** Opening AVAILABLE RECORDS block **

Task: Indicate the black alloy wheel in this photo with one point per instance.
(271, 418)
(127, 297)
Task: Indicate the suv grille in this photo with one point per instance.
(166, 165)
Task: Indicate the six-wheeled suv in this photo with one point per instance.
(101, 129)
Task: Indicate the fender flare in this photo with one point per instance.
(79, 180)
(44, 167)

** Closing AVAILABLE RECORDS block **

EXERCISE AIM
Each entry given above is to be duplicated exactly.

THE COMPLETED TASK
Task: Indicate the black alloy wheel in this photo with one point per instance.
(271, 418)
(127, 297)
Task: Indicate the suv grille in this photo with one point per instance.
(166, 165)
Task: Indicate the six-wheeled suv in this photo with one point per instance.
(101, 129)
Task: Indicate the fender flare in this photo with one point per instance.
(79, 180)
(44, 167)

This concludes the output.